+++ DATASET +++

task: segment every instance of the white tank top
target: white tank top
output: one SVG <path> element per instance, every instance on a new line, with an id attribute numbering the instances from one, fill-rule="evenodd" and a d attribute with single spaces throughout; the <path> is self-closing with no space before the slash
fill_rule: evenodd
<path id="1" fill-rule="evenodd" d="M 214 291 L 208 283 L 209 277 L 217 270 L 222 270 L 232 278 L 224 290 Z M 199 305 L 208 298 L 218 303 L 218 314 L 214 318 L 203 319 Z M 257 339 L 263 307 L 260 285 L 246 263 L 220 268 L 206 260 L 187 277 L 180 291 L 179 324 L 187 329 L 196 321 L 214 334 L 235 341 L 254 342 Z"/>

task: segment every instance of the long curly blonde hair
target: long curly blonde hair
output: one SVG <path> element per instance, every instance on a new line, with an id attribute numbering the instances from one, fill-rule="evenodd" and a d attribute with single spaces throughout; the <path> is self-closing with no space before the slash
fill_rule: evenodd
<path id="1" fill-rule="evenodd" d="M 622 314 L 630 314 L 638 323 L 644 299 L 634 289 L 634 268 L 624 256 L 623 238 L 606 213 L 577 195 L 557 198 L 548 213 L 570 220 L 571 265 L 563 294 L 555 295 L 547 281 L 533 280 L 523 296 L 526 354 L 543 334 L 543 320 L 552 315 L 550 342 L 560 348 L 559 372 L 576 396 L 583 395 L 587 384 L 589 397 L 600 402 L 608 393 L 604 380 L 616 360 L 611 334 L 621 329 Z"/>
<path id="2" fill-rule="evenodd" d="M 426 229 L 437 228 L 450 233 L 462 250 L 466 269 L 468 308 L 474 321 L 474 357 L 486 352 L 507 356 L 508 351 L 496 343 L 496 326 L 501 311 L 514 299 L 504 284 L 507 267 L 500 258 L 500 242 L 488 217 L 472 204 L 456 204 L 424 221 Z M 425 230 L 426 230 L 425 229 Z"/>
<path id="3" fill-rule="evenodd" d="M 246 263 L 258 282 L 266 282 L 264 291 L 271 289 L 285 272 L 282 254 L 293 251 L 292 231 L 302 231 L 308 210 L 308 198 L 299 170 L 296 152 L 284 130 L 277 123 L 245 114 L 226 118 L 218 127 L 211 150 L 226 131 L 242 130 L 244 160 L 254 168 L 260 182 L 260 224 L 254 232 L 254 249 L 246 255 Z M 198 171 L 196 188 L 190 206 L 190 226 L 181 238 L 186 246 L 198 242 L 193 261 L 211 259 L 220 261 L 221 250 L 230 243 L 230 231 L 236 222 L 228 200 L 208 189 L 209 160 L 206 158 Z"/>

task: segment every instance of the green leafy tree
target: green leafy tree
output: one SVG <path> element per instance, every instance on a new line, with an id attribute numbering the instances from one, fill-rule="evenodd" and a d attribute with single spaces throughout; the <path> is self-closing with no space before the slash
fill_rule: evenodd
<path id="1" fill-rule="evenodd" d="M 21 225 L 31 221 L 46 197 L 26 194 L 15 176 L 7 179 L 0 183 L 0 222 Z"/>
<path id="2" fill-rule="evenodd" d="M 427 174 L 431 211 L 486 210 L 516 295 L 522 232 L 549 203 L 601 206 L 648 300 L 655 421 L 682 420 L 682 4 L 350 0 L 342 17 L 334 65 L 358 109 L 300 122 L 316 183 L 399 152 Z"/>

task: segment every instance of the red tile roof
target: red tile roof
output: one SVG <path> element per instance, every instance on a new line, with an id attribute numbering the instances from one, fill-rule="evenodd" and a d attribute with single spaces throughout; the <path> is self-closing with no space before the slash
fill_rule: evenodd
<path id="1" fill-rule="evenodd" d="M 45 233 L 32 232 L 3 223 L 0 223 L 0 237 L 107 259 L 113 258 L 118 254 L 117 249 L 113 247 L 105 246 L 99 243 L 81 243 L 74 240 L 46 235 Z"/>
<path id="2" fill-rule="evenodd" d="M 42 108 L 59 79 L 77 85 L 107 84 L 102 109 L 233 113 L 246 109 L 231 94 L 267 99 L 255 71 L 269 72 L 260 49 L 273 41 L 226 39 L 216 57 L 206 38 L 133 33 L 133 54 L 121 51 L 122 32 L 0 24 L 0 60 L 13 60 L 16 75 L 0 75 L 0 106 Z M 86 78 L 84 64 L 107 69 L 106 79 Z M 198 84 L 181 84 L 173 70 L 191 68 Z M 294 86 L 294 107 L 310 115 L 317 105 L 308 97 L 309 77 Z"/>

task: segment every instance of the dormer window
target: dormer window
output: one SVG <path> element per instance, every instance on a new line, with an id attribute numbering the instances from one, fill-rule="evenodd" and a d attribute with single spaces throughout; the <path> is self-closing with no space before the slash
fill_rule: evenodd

+++

Put the lines from the one containing "task: segment every instance of the red" up to and including the one containing "45 233 L 32" into a Markdown table with the columns Row and Line text. Number each row, leave out blank lines, and include no other lines.

◆ RESPONSE TO THE TASK:
| Row | Line text |
|---|---|
| 1 | task: segment every instance of the red tile roof |
| 2 | target: red tile roof |
| 3 | output: one SVG <path> element per instance, every instance on a new line, with an id attribute numbering the instances from one, fill-rule="evenodd" and a d attribute with single spaces throughout; the <path> is self-closing with no space before the slash |
| 4 | fill_rule: evenodd |
| 5 | <path id="1" fill-rule="evenodd" d="M 45 233 L 32 232 L 3 223 L 0 223 L 0 237 L 107 259 L 113 258 L 118 254 L 117 249 L 113 247 L 105 246 L 99 243 L 81 243 L 74 240 L 46 235 Z"/> |